- **REQUIRED ACTION A**: Write out the passage on PMS from "- PMS-H (Hyperhydration)" to "to estrogen levels.", word for word.
- **REQUIRED ACTION B**:
Answer these questions using the passage on PMS:
(i) About what percentage of women with PMS are affected by PMS-H?
(ii) What other name is given for chasteberry?
(iii) How many years of clinical practice does the writer mention?
- **REQUIRED ACTION C**: Carry on the passage on PMS from the point where it stops.

What Causes PMS?
From a naturopathic perspective, the main causes of PMS are poor diet, lack of exercise, and liver and bowel congestion.
Many different chemicals from many different sources—including our food and water supply and body care or household products—resemble human estrogen, and these hormone imposters cause estrogen dominance in both men and women. Some forms of PMS are due to estrogen excess. Low thyroid function (hypothyroidism) has also been found to be a cause of PMS in some women.
There are different forms of PMS (you may be a combination of types):
- PMS-A (Anxiety) affects 65–75 percent of women with PMS. It’s usually caused by estrogen dominance.
- PMS-C (Cravings) affects 24–35 percent of women with PMS, usually due to blood sugar imbalances.
- PMS-D (Depression) affects 23–37 percent of women with PMS, often due to estrogen dominance.
- PMS-H (Hyperhydration) affects about 60 percent of women with PMS. It’s often caused by an increase in adrenal stress hormones.
7 Natural Remedies for PMS Symptoms
Although there is no “one size fits all” remedy, the following supplements have proven to be helpful for the majority of women with PMS over my 25 years in clinical practice.
- Indole-3-carbinol (I-3-C), diindolylmethane (DIM), and calcium D-glucarate help with the breakdown of harmful estrogens. Milk thistle and other herbs to support removal of toxic byproducts are also helpful.
- Chasteberry, also known as vitex, is the No. 1 botanical remedy used in Europe to treat PMS symptoms. Its action in the body increases progesterone levels relative to estrogen levels.
- Vitamin B can be very helpful for the relief of PMS symptoms such as edema, bloating, breast pain, depression, and irritability. Some women find that increasing vitamin B to 150–250 mg per day one week prior to menstruation helps.

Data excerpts
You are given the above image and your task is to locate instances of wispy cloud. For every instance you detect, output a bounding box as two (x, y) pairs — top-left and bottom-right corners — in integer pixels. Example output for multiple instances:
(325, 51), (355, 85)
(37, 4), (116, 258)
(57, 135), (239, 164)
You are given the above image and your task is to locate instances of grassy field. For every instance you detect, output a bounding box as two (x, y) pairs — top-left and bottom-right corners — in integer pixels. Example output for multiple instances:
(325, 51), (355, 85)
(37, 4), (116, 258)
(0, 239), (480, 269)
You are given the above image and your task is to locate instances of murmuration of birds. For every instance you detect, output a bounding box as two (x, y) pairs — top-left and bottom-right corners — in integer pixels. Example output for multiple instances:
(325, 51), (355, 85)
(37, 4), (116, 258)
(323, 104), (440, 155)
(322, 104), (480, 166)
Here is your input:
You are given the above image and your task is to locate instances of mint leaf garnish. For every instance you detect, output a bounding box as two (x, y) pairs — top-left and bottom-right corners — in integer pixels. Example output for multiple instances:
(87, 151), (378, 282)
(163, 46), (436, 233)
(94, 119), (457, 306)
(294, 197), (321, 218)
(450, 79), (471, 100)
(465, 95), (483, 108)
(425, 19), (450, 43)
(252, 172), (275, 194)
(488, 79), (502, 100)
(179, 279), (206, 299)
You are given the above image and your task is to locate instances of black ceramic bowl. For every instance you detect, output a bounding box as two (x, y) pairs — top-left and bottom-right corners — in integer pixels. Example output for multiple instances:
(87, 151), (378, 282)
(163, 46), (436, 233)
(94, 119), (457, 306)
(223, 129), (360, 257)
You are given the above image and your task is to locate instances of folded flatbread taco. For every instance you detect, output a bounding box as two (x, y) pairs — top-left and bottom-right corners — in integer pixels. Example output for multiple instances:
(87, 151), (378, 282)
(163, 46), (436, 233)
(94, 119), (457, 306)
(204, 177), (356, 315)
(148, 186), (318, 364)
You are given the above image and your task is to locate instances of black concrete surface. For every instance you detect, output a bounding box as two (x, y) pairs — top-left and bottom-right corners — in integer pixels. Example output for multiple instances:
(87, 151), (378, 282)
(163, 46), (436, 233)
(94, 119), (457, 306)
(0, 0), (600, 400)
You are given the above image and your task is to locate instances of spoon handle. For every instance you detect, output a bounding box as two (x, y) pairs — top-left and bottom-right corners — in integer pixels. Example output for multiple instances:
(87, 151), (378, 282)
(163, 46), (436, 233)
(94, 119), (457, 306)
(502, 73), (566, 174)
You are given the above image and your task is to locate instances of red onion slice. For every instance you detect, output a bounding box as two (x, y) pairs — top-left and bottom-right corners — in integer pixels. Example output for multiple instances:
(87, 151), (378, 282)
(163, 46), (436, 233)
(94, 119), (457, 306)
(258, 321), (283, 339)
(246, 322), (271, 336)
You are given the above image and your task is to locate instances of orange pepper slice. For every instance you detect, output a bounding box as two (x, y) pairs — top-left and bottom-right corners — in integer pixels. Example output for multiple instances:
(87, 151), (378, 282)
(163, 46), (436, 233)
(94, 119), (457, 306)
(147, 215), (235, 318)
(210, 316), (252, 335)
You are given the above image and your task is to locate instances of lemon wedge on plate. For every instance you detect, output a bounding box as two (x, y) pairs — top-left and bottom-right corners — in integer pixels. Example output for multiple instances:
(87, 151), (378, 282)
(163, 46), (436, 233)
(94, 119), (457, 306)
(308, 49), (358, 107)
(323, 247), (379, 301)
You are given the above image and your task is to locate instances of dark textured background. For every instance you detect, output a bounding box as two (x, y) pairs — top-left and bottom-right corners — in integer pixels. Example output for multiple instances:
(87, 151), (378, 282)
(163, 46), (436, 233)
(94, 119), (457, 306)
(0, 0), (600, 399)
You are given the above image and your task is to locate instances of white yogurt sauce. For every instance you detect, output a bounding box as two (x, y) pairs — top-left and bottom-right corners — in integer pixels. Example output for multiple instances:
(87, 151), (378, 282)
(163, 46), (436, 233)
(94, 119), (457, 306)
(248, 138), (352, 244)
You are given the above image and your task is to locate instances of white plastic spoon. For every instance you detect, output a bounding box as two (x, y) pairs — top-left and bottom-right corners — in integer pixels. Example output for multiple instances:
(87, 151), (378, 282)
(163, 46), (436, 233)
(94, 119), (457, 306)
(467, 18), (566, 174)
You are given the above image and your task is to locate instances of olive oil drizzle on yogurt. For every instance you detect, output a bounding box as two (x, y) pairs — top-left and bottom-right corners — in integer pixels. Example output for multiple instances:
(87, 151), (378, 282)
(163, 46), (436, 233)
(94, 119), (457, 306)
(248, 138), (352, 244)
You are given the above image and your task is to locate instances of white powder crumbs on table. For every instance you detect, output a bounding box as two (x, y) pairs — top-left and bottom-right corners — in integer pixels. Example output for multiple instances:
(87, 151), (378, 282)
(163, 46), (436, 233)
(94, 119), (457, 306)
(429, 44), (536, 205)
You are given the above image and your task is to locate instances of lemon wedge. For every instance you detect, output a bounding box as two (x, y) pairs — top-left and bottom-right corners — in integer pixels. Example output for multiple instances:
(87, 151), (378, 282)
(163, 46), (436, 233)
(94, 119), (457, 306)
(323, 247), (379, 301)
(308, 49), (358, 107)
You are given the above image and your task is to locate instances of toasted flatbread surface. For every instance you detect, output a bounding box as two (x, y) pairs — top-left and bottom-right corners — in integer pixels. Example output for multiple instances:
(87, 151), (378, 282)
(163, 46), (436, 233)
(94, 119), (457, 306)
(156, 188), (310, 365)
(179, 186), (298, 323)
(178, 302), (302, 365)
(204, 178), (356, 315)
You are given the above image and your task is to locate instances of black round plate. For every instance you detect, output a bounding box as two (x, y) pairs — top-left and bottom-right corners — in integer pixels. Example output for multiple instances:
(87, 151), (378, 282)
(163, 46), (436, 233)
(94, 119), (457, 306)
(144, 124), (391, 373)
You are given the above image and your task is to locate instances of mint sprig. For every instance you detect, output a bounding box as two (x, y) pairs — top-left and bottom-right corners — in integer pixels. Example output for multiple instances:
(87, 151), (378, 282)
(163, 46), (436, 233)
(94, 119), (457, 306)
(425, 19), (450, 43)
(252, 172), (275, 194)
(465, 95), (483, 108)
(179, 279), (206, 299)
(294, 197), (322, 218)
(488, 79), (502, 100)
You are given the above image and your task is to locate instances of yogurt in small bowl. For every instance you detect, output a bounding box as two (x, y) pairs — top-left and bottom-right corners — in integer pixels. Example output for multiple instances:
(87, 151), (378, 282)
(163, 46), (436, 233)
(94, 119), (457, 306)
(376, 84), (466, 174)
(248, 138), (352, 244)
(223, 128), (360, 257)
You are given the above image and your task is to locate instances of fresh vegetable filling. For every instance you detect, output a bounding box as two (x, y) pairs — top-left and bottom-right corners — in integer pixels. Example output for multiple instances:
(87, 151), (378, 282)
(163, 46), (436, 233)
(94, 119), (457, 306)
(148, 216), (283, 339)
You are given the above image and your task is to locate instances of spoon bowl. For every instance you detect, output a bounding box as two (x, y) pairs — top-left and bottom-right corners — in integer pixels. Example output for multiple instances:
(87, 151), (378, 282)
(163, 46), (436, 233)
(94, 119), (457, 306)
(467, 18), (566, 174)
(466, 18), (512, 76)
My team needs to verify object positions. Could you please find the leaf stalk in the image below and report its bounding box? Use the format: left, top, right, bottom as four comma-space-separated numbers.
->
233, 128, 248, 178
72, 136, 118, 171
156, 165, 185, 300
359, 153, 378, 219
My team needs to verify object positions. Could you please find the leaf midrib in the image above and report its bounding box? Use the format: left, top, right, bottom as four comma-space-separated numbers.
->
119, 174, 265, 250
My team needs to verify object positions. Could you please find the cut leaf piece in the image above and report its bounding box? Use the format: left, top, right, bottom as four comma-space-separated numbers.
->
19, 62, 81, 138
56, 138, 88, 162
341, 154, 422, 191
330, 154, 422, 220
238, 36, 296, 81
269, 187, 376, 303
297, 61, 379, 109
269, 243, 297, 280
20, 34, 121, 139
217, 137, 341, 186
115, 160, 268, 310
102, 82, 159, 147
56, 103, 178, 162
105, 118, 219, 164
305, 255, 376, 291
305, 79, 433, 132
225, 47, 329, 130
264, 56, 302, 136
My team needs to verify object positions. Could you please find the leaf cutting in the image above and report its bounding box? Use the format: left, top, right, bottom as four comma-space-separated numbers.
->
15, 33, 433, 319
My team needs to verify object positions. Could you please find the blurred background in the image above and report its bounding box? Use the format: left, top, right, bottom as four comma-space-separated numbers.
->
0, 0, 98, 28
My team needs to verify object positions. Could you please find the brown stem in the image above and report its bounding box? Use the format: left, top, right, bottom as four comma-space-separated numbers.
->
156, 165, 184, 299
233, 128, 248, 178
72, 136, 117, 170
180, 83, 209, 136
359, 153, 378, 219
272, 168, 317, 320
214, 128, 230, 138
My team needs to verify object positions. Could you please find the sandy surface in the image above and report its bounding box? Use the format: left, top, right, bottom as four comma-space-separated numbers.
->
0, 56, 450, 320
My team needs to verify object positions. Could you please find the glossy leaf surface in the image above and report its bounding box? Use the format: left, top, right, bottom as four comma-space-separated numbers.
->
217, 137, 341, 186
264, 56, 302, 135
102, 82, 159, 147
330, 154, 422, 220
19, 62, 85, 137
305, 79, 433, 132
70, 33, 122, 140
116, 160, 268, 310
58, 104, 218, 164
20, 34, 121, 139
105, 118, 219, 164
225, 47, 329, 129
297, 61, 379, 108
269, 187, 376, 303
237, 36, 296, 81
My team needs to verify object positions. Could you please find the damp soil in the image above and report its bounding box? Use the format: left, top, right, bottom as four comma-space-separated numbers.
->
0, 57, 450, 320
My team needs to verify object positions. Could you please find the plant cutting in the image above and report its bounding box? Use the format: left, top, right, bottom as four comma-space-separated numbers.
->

- **EXERCISE RESPONSE A**:
- PMS-H (Hyperhydration) affects about 60 percent of women with PMS. It’s often caused by an increase in adrenal stress hormones.
7 Natural Remedies for PMS Symptoms
Although there is no “one size fits all” remedy, the following supplements have proven to be helpful for the majority of women with PMS over my 25 years in clinical practice.
- Indole-3-carbinol (I-3-C), diindolylmethane (DIM), and calcium D-glucarate help with the breakdown of harmful estrogens. Milk thistle and other herbs to support removal of toxic byproducts are also helpful.
- Chasteberry, also known as vitex, is the No. 1 botanical remedy used in Europe to treat PMS symptoms. Its action in the body increases progesterone levels relative to estrogen levels.

- **EXERCISE RESPONSE B**:
(i) About 60 percent.
(ii) Vitex.
(iii) 25 years.

- **EXERCISE RESPONSE C**:
- Prebiotics and probiotics are important for keeping the microbiome healthy. Probiotics, a type of good bacteria, help to restore the gut microbiome. Prebiotics are fermentable fibers that provide a source of food for gut microorganisms, and they are at least as important as probiotics in maintaining microbiome health. This is crucial not only for hormone health, but also for mental health because the majority of serotonin is produced in the gut, which also affects our toxin and hormone balance—approximately 50 percent of the estrogen “couples” formed in the liver are excreted into the intestines via bile. The successful journey of these “couples” through the intestines requires healthy microflora.
- Omega-3 fatty acids block the formation of an inflammatory prostaglandin that promotes inflammation and pain. Fish oil is also effective in controlling cravings. Try 2–4 Tbs. of flax oil daily or 2,000–3,000 mg of fish oil.
- Evening primrose oil, when taken monthly at least three to five days prior to the usual onset of symptoms has been shown to be extremely effective in the treatment of PMS. Take 1,000–2,000 mg daily.
- Magnesium can be very helpful for PMS symptoms such as anxiety, depression, irritability, and headaches. Some studies show lower levels of magnesium in women with PMS.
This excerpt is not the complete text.